GIVEN DATA section start

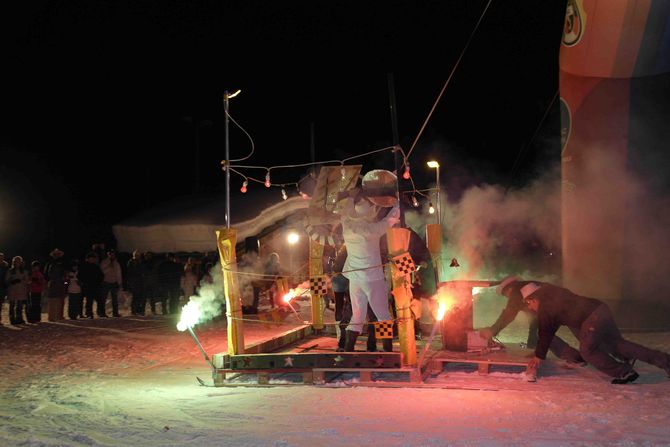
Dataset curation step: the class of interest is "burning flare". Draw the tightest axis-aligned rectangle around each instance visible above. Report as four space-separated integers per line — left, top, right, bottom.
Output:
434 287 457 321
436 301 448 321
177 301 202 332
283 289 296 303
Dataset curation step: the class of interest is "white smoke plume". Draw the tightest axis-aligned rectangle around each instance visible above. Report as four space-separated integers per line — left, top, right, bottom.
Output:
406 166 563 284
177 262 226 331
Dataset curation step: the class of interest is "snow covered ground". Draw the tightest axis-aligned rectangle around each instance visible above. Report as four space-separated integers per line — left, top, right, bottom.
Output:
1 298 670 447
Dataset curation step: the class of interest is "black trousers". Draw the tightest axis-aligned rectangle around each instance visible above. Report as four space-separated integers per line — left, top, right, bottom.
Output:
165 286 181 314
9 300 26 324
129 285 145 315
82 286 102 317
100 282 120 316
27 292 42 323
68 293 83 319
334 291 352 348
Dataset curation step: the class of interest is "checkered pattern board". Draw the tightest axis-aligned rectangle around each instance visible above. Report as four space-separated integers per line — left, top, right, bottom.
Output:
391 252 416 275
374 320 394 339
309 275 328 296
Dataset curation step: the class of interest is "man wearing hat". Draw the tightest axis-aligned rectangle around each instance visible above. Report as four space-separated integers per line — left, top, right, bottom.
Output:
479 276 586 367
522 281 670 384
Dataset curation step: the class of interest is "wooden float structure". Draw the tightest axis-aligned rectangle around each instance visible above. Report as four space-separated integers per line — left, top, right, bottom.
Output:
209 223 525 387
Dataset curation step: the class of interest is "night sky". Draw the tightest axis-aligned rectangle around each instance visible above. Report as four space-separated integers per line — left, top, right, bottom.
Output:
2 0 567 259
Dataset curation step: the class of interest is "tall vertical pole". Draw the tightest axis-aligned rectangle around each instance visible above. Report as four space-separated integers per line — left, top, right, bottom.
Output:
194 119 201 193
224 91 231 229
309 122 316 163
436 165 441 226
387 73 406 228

GIVEN DATA section end

Exact duplicates of all the entries are required, and no image may appear in them.

Dataset curation step: the class of interest is "burning flare". Draw the tightest axis-aligned rectangle around each instance visible above. Report as four space-separated integers per line — left, top, right, bottom.
Output:
434 287 457 321
436 301 448 321
177 301 202 332
283 289 296 303
Dataset curation step: the class of interest is "white smoke plume". Draw the tightest axis-aligned rectangle around each instance visible above. Report as four space-separated integers per line — left, top, right, bottom.
Output:
406 166 563 284
177 262 226 331
Dataset curation step: the class of interest is "snow covered ground". Draw the tightest axis-aligned rectangle around each instance visible above. Report as four space-separated integers per line — left, top, right, bottom.
Output:
1 298 670 447
Dataset curation step: the class of interest is "black trousers". Draw the tightest axis-aligned rectangle around each instance visible above. Report as four space-separated integers per line — left, top, right, bottom.
Output:
165 286 181 314
9 300 26 324
129 285 145 315
82 286 102 317
100 282 120 316
27 292 42 323
68 293 83 319
334 291 352 348
Dataset curation step: the class of interest is "checkered pattern board". Draw the tightest axis-aligned rectangle around each instance visible above. Report as four space-separated integers per line — left, top, right, bottom.
Output:
391 252 416 275
374 320 394 339
309 275 328 296
Dataset curation step: the class of interest is "man wearing hat". Draw the tightest axis-aligned rectangle around each instance visible above. Report as four space-separated integers per line — left, top, right, bottom.
Output:
479 276 586 367
522 281 670 384
Dataset curation step: the class of interest is "wooden float structure". Draw the tightest axis-aligned rectangle around each instance visible above. Report as four space-separated integers per line — left, top, right, bottom.
Output:
209 223 525 387
Dataset curation step: the class of interest is "night sky". Draw the tightest axis-aligned rectangle around each instance visible above. Report as four space-separated integers per line — left, top, right, bottom.
Output:
2 0 567 259
Dataset curation step: the class of interest is "tall vertical pole". Draw the tightest axis-aligned rectangle around each instance visible above. Report as four space-separated integers per line — left, top, right, bottom.
Output:
194 119 201 193
224 91 231 229
309 122 316 163
436 165 441 226
387 73 406 228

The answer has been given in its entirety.